### WORK TO COMPLETE
Read the lines of the data below and retrieve those with "sleeve".

** Opening DATASET RECORDS block **

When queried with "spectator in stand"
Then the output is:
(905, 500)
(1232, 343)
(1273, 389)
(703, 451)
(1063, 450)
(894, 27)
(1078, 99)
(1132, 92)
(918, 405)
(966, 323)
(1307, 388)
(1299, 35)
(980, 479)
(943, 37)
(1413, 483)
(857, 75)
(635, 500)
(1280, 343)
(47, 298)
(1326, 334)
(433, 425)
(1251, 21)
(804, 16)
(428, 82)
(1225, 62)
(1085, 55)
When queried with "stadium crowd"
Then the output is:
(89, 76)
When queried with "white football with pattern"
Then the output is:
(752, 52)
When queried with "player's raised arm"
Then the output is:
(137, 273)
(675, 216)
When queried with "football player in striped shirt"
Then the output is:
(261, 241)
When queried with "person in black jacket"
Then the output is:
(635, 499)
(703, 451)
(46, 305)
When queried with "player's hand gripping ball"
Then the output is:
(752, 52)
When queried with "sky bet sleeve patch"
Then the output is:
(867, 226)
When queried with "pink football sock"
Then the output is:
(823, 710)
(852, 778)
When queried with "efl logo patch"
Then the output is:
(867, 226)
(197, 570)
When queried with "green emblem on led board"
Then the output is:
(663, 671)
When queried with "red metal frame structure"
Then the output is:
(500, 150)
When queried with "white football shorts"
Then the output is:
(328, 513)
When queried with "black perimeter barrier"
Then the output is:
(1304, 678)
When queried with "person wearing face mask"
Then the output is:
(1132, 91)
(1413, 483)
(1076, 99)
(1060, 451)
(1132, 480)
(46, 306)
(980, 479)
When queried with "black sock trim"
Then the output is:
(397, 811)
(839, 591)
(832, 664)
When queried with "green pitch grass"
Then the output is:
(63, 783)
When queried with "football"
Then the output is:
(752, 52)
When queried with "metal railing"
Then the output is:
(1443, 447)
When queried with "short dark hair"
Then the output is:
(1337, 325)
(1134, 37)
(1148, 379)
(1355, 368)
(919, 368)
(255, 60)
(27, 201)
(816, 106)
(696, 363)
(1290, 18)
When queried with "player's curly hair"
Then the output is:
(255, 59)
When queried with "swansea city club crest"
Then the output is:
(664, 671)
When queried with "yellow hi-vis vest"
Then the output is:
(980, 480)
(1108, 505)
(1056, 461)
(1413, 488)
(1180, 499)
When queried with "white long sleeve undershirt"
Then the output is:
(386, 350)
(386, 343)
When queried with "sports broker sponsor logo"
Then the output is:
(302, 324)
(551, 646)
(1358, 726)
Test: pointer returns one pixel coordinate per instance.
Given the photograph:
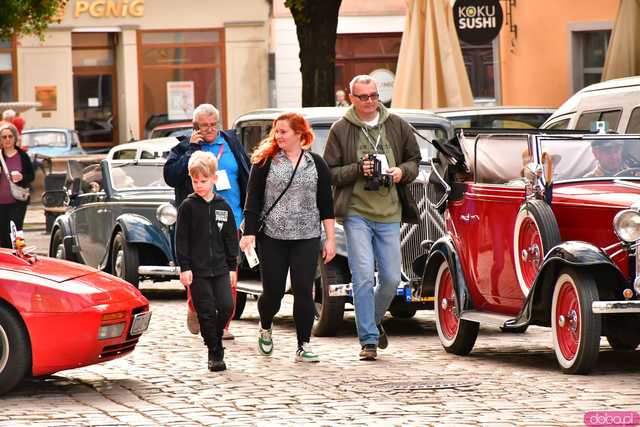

** Closing DATASET RECORDS block **

### RESPONSE AREA
When queried with "sky bet sleeve patch"
When queried with "white long sleeve undershirt"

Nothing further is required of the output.